[Input data]:
Start

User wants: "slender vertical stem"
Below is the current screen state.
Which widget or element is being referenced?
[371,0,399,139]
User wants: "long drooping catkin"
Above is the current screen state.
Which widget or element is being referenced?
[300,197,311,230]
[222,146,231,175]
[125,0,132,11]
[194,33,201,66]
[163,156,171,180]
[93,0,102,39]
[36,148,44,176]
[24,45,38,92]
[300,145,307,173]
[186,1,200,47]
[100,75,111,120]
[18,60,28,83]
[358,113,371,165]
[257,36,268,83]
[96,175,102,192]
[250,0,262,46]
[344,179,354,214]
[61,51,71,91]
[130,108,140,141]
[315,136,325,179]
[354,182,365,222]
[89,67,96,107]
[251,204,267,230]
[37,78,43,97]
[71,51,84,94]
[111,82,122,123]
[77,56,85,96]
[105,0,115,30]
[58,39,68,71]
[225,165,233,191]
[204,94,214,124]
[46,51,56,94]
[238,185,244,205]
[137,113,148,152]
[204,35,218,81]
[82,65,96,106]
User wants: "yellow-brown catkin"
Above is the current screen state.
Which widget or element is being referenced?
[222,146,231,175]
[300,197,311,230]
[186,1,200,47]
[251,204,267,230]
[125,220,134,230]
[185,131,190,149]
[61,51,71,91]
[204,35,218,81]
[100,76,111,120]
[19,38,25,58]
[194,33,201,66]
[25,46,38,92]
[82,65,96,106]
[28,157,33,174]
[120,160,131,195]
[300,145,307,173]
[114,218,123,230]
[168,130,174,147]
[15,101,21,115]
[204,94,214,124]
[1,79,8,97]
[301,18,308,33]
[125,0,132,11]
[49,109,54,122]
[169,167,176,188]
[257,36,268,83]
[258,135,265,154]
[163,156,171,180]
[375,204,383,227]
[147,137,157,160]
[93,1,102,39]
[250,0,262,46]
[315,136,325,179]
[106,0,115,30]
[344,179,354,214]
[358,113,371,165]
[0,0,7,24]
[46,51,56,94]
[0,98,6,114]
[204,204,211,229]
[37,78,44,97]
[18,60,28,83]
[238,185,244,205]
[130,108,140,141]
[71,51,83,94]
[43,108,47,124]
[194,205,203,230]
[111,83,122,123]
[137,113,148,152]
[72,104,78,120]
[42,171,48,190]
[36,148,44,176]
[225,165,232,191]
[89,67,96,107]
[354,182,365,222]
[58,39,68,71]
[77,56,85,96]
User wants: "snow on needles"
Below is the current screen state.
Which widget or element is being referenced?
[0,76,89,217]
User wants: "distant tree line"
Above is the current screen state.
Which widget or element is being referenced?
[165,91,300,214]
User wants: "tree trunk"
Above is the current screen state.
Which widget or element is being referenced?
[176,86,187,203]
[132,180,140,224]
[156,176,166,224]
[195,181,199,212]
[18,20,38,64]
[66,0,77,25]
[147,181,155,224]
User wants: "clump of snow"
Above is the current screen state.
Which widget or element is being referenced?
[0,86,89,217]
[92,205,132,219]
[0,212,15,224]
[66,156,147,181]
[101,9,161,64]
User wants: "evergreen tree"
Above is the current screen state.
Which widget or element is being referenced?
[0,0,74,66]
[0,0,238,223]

End

Reproduce all the rows above, swapping each "widget" for "control" and leaving everything else untouched.

[Output for this exercise]:
User wants: "slender vertical stem"
Below is the current screen state.
Which control or element is being referenced?
[371,0,399,139]
User wants: "long drooping catkin"
Above is the current screen state.
Which control or element is being referenced?
[300,197,311,230]
[222,146,231,175]
[125,0,132,11]
[194,33,201,66]
[163,156,171,180]
[93,0,102,39]
[36,148,44,176]
[24,45,38,92]
[300,145,307,173]
[186,1,200,47]
[100,75,111,120]
[18,60,28,83]
[358,113,371,165]
[257,36,268,83]
[96,175,102,192]
[250,0,262,46]
[344,179,354,214]
[61,51,71,91]
[130,108,140,141]
[315,136,325,179]
[354,182,365,222]
[89,67,96,107]
[251,204,267,230]
[37,78,43,97]
[71,51,84,94]
[111,82,122,123]
[77,56,85,96]
[105,0,115,30]
[58,39,68,71]
[225,165,233,191]
[204,94,214,124]
[46,51,56,94]
[238,185,244,205]
[137,113,148,152]
[204,35,218,81]
[82,65,96,106]
User wants: "yellow-brown catkin"
Above is the current screen state.
Which control or element is being referenced?
[222,146,231,175]
[300,197,311,230]
[186,1,200,47]
[251,204,267,230]
[125,220,134,230]
[185,131,190,149]
[61,51,71,91]
[204,35,218,81]
[100,76,111,120]
[19,38,25,58]
[194,33,201,66]
[25,46,38,92]
[82,65,96,106]
[28,157,33,174]
[120,160,131,195]
[300,145,307,173]
[114,218,123,230]
[168,130,174,147]
[15,101,21,115]
[204,94,214,124]
[1,79,8,97]
[301,18,308,33]
[125,0,132,11]
[49,109,54,122]
[169,167,176,188]
[257,36,268,83]
[258,135,265,154]
[163,156,171,180]
[375,204,383,227]
[147,137,157,160]
[93,1,102,39]
[250,0,262,46]
[315,136,325,179]
[106,0,115,30]
[344,179,354,214]
[358,113,371,165]
[0,0,7,24]
[46,51,56,94]
[0,98,6,114]
[204,204,211,229]
[37,78,44,97]
[18,60,28,83]
[238,185,244,205]
[130,108,140,141]
[71,51,83,94]
[43,108,47,124]
[194,205,203,230]
[111,83,122,123]
[137,113,148,152]
[72,104,78,120]
[42,171,48,190]
[36,148,44,176]
[225,165,232,191]
[89,67,96,107]
[354,182,365,222]
[58,39,68,71]
[77,56,85,96]
User wants: "snow on needles"
Below is the current screen state.
Which control or element is being referenced?
[0,76,89,217]
User wants: "distant tree line"
Above is the current screen state.
Which control or element is being referenced?
[165,91,300,214]
User wants: "tree trunk"
Above is the current screen state.
Which control or element is being referenced?
[176,86,187,203]
[132,180,140,224]
[156,176,166,224]
[195,181,199,212]
[18,20,38,64]
[66,0,77,25]
[147,181,155,224]
User wants: "clump of snow"
Above is the current screen state.
Which control or element is being referenced?
[0,86,89,217]
[92,205,132,219]
[0,212,15,224]
[66,156,147,181]
[101,9,161,64]
User wants: "evergreen tree"
Above is the current screen state.
Which control or element is being referenced?
[0,0,74,66]
[0,0,238,223]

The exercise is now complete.